━━━ Supplied passage
The figure to the right depicts a call flow for mobile-terminated Short Message delivery.[1] For the sake of simplicity, some of the interactions between the VMSC and VLR, and VMSC and Handset, have been omitted, and only the case when SMS home routing is not in use is shown.

When the SMSC determines it needs to attempt to deliver a Short Message to its destination, it will send the SMS-PP APDU containing the text message, the "B-Party" (destination phone number) and other details to the Gateway MSC (GMSC) logical component on the SMSC.[2] The GMSC, on receipt of this Short Message, needs to discover the location of the B-Party in order to be able to correctly deliver the text to the recipient (the term Gateway MSC, in this context, indicating an MSC that is obtaining routing information from the Home Location Register (HLR)). To do this, the GMSC invokes the MAP service package MAP_SEND_ROUTING_INFO_FOR_SM, which sends a sendRoutingInfoForSM (SRI-for-SM) MAP message to the destination number's HLR, requesting their present location. This SRI-for-SM message may be sent to an HLR in the same network as the SMSC, or via an interconnect to an HLR in a foreign PLMN, depending on which network the destination subscriber belongs to.

The HLR performs a database lookup to retrieve the B-Party's current location, and returns it in an acknowledgement message to the SMSC's GMSC entity. The current location may be the MSC address the subscriber is currently roaming on, the SGSN address, or both. The HLR may also return a failure, if it considers the destination to be unavailable for short messaging; see the Failed Short Message delivery section below.
━━━━━━
━━━ Information provided
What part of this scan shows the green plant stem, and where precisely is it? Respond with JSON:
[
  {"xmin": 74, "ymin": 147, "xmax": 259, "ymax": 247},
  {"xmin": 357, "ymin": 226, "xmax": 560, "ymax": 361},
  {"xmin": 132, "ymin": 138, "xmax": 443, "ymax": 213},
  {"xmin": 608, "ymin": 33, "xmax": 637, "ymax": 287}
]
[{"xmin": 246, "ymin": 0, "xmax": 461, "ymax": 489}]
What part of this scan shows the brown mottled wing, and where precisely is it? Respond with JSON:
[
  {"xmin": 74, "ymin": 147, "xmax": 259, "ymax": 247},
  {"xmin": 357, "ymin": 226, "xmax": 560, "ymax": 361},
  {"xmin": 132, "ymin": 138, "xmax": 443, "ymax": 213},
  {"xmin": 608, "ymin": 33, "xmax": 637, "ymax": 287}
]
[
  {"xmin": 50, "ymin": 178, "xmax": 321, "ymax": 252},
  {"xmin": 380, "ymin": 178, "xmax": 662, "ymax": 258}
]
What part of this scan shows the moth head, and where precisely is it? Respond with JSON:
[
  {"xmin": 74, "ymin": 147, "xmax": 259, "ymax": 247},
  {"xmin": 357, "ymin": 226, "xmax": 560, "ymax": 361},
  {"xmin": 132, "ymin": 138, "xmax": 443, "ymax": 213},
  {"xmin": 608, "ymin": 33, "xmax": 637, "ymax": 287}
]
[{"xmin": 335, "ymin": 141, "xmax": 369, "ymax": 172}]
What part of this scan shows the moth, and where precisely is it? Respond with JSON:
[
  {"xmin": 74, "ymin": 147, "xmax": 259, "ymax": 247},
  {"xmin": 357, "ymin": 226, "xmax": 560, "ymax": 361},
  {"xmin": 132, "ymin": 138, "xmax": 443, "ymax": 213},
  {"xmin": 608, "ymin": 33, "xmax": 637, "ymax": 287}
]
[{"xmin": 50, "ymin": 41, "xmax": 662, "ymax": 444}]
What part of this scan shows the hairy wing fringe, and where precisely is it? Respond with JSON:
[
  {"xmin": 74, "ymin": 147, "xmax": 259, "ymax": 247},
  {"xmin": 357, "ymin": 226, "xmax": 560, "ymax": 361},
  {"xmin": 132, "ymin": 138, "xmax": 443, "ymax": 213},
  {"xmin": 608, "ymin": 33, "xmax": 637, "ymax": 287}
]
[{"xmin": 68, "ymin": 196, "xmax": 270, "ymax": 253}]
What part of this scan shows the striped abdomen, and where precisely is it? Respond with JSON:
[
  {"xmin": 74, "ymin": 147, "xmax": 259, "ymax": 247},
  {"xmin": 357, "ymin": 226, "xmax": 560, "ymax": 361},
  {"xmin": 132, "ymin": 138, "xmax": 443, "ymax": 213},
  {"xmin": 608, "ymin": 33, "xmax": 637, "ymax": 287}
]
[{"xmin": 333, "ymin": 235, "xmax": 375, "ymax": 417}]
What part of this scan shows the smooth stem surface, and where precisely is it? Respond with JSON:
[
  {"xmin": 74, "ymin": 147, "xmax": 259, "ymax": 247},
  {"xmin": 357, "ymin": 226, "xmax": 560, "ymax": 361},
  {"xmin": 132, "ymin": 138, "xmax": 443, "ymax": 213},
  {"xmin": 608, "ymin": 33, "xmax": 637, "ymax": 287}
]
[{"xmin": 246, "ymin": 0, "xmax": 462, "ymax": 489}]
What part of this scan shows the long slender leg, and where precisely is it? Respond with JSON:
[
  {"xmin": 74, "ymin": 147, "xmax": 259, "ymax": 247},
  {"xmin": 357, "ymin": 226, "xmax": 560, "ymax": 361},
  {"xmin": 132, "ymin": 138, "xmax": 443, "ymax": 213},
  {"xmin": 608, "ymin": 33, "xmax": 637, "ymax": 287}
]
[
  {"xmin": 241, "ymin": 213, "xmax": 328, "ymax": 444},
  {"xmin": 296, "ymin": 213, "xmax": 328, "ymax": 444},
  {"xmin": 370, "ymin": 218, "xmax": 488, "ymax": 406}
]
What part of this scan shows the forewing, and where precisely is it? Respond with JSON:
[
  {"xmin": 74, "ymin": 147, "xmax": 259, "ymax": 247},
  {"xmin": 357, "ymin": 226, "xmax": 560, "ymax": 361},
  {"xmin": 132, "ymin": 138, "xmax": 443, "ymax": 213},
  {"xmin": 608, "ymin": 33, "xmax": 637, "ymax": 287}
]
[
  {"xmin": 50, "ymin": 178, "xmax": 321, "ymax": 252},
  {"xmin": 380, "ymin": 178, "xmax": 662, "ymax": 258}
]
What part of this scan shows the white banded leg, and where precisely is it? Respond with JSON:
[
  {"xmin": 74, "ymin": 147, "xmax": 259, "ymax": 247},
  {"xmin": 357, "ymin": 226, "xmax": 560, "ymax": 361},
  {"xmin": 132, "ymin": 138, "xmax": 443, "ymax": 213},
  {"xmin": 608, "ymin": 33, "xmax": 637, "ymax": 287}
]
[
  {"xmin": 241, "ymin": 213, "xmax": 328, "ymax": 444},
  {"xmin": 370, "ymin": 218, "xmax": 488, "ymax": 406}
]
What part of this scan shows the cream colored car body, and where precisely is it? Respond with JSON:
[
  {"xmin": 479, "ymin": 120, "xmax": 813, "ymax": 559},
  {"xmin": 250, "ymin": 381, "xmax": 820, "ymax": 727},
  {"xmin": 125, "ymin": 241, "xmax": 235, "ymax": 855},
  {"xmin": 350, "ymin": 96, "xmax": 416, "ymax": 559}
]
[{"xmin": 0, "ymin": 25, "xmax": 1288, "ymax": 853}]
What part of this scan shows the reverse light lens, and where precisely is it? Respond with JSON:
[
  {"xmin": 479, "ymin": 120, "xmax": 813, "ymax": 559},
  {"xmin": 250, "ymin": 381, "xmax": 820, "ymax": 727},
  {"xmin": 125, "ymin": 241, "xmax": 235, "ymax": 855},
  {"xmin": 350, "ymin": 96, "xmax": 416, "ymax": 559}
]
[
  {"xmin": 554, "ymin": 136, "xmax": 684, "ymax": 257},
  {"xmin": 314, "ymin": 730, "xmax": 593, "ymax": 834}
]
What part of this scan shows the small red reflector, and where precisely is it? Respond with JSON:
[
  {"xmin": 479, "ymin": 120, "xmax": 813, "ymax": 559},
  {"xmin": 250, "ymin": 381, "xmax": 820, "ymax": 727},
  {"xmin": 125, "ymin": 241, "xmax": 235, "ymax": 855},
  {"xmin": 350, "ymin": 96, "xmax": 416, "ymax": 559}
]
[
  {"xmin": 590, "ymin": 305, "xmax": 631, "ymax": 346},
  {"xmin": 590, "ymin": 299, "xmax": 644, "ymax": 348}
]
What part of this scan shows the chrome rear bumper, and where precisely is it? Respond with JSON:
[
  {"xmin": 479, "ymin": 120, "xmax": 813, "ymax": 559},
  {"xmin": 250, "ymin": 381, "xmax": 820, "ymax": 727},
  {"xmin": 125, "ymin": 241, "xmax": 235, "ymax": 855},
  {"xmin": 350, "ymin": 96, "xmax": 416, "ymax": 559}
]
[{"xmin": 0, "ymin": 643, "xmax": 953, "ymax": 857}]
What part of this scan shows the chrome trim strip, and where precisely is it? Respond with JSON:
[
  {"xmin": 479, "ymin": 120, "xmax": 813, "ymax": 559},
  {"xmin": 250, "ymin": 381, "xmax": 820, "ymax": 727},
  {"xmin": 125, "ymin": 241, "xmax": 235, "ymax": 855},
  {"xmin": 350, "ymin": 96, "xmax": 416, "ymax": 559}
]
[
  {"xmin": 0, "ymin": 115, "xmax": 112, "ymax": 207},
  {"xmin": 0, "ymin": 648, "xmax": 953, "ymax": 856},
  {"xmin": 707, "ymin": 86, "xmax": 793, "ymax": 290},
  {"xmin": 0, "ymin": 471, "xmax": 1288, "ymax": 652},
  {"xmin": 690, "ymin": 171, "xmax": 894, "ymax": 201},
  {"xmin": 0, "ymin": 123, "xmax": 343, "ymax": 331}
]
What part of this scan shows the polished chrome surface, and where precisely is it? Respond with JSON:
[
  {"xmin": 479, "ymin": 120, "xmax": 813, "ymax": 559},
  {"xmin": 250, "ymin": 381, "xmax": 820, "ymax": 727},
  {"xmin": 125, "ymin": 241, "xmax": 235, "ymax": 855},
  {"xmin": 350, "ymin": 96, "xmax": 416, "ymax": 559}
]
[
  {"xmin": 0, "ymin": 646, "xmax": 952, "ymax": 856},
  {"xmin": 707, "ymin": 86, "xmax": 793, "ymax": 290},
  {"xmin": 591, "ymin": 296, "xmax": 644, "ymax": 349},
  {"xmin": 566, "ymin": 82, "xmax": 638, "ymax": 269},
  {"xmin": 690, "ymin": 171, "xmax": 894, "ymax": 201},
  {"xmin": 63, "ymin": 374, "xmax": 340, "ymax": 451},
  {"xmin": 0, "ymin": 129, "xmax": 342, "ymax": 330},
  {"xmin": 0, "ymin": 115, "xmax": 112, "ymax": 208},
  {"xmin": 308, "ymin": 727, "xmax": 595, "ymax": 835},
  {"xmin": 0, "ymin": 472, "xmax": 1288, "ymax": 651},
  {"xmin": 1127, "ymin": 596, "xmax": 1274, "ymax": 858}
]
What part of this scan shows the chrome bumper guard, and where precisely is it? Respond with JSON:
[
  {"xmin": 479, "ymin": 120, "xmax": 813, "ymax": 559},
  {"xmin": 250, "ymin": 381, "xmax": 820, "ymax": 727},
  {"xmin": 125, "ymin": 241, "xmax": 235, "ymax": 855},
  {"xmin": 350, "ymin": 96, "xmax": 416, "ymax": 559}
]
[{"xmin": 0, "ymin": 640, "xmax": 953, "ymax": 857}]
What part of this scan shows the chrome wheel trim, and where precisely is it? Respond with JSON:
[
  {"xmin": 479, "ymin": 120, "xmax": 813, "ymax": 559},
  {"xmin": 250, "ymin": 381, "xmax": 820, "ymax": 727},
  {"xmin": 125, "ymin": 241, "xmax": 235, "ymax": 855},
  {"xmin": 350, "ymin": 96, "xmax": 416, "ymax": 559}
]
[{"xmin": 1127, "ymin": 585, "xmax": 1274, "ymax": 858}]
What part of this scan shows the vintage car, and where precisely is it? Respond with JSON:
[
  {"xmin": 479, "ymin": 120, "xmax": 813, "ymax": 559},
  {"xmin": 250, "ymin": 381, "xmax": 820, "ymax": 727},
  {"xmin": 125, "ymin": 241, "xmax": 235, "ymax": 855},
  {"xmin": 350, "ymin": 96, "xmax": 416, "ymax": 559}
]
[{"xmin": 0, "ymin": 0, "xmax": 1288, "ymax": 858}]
━━━━━━
Instructions to follow
Answer from the passage on Short Message delivery:
(a) Which case does the figure show with respect to SMS home routing?
(b) What MAP message does the GMSC send to the destination number's HLR?
(c) What may the current location returned by the HLR consist of?
The records serve no purpose in this exercise.

Result for this task
(a) Only the case in which SMS home routing is not in use.
(b) A sendRoutingInfoForSM (SRI-for-SM) message.
(c) The MSC address the subscriber is currently roaming on, the SGSN address, or both.